» WHAT IS NEEDED
What follows is data; output all of it exactly as given.

════════════════

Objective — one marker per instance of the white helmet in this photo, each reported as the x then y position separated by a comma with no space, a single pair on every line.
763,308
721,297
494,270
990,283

════════════════

» YOUR RESPONSE
Objective — one marker per instance of the white helmet in this photo, each reported as the x then y position separated by a comma with no space, a single pair on every line.
763,308
721,297
494,270
990,283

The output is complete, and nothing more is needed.